**Tareas:**
a – Cita el fragmento sobre el debate político desde "La expresión de" hasta "de la moderación.".
b – Sigue escribiendo el texto sobre el tono del debate político a partir del punto en que se detiene.

**Fragmento:**
Llamar a la venganza por fallos pasados en vez de discutir de filosofía judicial provoca actitudes de revancha, con ataques adicionales contra quienes en vez de argumentar pretenden castigar.

Denunciar golpes de Estado dramatiza la situación y legitima acciones autoritarias que podrían disfrazarse como aplicación del derecho.

La política se ha transformado en un ejercicio de expresión, no de reflexión. Para algunos se trata de dejar salir lo que sienten, descalificar al adversario y afirmar absolutos.

El juego de etiquetar lleva a la descalificación y al desconocimiento del interlocutor, lo que impide la conversación.

La expresión de sentimientos, sin pensar las consecuencias, puede incendiar el bosque. Nuestras palabras dejan huellas en la conciencia de los otros. La lucha de frases puede llevar al enfrentamiento y no al entendimiento, fruto este último de la sensatez y de la moderación.

Las redes sociales, con su potencial viral, hacen que la política expresiva contamine el debate público y que el afán etiquetador tome un papel preponderante.

**Datos:**

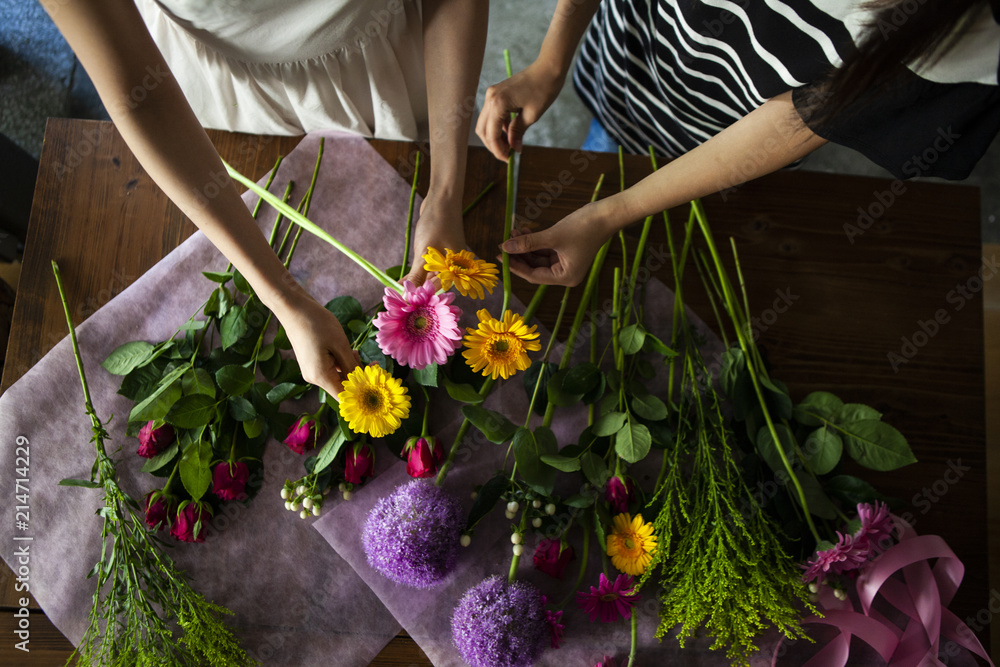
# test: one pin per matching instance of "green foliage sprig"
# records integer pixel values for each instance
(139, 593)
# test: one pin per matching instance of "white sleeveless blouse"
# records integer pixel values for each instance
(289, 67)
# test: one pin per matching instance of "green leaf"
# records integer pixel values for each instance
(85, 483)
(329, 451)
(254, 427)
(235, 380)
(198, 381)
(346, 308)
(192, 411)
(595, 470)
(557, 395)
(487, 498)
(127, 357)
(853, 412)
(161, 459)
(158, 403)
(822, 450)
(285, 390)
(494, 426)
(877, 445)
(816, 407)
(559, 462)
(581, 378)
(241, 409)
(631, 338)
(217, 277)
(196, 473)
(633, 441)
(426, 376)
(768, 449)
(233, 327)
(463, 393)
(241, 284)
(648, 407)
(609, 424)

--

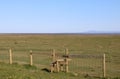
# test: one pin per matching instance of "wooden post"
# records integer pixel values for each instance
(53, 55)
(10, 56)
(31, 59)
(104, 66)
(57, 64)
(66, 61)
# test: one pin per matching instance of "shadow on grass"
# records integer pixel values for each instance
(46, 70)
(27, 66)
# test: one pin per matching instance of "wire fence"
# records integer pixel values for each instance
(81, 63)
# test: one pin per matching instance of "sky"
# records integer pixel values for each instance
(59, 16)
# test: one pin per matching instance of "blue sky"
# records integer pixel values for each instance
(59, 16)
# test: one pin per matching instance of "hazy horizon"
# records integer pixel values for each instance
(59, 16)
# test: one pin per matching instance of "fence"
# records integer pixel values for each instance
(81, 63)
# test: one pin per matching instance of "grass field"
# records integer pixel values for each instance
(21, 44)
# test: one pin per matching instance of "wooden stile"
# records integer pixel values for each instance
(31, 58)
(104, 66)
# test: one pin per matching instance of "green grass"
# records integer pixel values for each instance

**Resultados en orden:**
a –
La expresión de sentimientos, sin pensar las consecuencias, puede incendiar el bosque. Nuestras palabras dejan huellas en la conciencia de los otros. La lucha de frases puede llevar al enfrentamiento y no al entendimiento, fruto este último de la sensatez y de la moderación.

b –
El argumento moralizante o emocional sustituye al diálogo. Cuando se parte de la moral absoluta o de la verdad de mi identidad, hay poco espacio para la diferencia. Lo que sigue es la estigmatización y el rechazo de lo diferente, el no reconocimiento del interlocutor.

Sin embargo, el fenómeno es real y sus consecuencias institucionales también. Instituciones puestas en cuestión desde posiciones subjetivas y de manera permanente, tienen que reinventarse para asimilar la demanda expresiva y no asustarse ante ella.

El corazón debe permanecer tibio, no es posible excluir cierta pasión de la política; con la condición de que la cabeza no suba de temperatura y permanezca fría para medir las consecuencias de las palabras.